*** Opening EXTRACTED ENTRIES ***

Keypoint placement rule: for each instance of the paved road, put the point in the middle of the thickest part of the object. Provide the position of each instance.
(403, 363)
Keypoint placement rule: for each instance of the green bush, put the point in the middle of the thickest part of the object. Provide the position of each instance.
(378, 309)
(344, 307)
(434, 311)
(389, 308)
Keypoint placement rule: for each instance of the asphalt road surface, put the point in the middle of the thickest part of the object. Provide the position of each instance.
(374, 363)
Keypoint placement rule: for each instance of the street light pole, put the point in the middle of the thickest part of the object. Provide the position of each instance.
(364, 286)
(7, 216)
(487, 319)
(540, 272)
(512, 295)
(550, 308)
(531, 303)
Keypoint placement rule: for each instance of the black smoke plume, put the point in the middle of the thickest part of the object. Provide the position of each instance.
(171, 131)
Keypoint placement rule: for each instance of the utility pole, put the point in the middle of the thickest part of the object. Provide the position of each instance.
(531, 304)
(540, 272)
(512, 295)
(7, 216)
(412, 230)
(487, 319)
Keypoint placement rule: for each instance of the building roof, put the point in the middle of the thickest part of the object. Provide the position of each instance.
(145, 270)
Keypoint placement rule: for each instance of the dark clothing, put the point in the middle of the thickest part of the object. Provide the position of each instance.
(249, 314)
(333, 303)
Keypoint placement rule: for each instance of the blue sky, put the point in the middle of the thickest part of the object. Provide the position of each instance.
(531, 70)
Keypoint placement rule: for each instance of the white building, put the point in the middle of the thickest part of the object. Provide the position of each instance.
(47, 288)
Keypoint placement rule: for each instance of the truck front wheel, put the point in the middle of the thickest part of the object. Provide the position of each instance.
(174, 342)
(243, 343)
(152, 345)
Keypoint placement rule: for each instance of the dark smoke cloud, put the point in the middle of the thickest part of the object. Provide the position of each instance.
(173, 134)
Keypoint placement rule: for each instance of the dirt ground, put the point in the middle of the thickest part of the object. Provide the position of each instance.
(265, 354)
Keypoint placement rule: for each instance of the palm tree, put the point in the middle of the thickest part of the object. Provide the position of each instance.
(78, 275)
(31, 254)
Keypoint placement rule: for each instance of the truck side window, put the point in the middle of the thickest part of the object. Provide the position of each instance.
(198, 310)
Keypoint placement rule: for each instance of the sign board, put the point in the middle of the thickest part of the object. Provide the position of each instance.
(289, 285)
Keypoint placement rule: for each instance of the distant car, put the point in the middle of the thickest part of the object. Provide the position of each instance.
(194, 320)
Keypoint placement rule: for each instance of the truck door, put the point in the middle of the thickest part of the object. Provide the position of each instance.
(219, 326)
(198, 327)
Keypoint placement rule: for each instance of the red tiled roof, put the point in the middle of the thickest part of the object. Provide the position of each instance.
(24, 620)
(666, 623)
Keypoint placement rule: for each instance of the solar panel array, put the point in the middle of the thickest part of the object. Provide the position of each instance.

*** Closing EXTRACTED ENTRIES ***

Please write out the whole of the material exactly.

# TASK RESPONSE
Keypoint placement rule: for each instance of the paved road, put the point in the middle of the thickest part of the object. Provide the position of each instance.
(403, 363)
Keypoint placement rule: for each instance of the green bush, put the point in the middle of the thickest part of the object. Provide the position of each instance.
(378, 309)
(344, 307)
(434, 311)
(389, 308)
Keypoint placement rule: for each instance of the asphalt road surface, put the point in the middle of the thickest part of the object. Provide the position of each instance.
(374, 363)
Keypoint placement rule: for each instance of the street light pole, put the point in the middle of the thickest part of the object. Provide the position of each instance.
(364, 286)
(7, 216)
(487, 319)
(540, 272)
(512, 295)
(550, 308)
(531, 303)
Keypoint placement rule: for each instance of the black smoke plume, put the point in the middle of the thickest part of the object. Provide the position of each instance.
(171, 131)
Keypoint placement rule: for each instance of the utility pole, put the point in the middle of the thickest part of the object. Provide the position of each instance.
(531, 304)
(540, 272)
(512, 295)
(7, 216)
(412, 230)
(487, 319)
Keypoint placement rule: for each instance of the building roof, put the point in the middle of the thickest part of the object. Provide the position of each instance.
(145, 270)
Keypoint placement rule: for each instance of the dark clothing, put the point in the middle of the thickest part of the object. Provide the position of each instance.
(249, 314)
(333, 303)
Keypoint placement rule: for each instance of the blue sky, put the point in the middle of the thickest part of the object. Provide the position of each instance.
(531, 70)
Keypoint placement rule: for each instance of the white building, put the point in the middle of the thickest part of the object. Provide the position of each instance.
(47, 288)
Keypoint placement rule: for each instance of the truck front wheel, put the point in the middle of the thickest part of the object. Provide the position of each instance.
(174, 342)
(243, 343)
(152, 345)
Keypoint placement rule: for each instance of the dark smoke cloud, put the point in the middle of the thickest part of the object. Provide the position of each instance.
(173, 134)
Keypoint placement rule: for each instance of the dirt ground, put the point in the middle of the thickest part of the object. Provide the position of each instance.
(265, 354)
Keypoint placement rule: for each instance of the palm tree, put the point in the middle of the thickest part of the object. Provide the position of each instance.
(78, 275)
(31, 254)
Keypoint placement rule: for each instance of the truck side window, put the point in the middle of the thickest part of the object. Provide the position of each instance.
(198, 310)
Keypoint placement rule: for each instance of the sign board, put the point in the middle of the thickest part of the object. Provide the position of each instance.
(289, 285)
Keypoint placement rule: for each instance of the distant car, put the point in the middle of the thickest part of the object. Provide the position of each instance.
(194, 320)
Keypoint placement rule: for each instance of the truck door, put the point in the middle of the thickest part of the object. Provide the position of each instance.
(219, 326)
(198, 327)
Keypoint placement rule: for each instance of the red tiled roof, put the point in the middle of the thickest part of the object. Provide the position of each instance.
(24, 620)
(666, 623)
Keypoint placement rule: for each instance of the solar panel array, put the point in the middle of the thickest part of the object. Provide the position of each instance.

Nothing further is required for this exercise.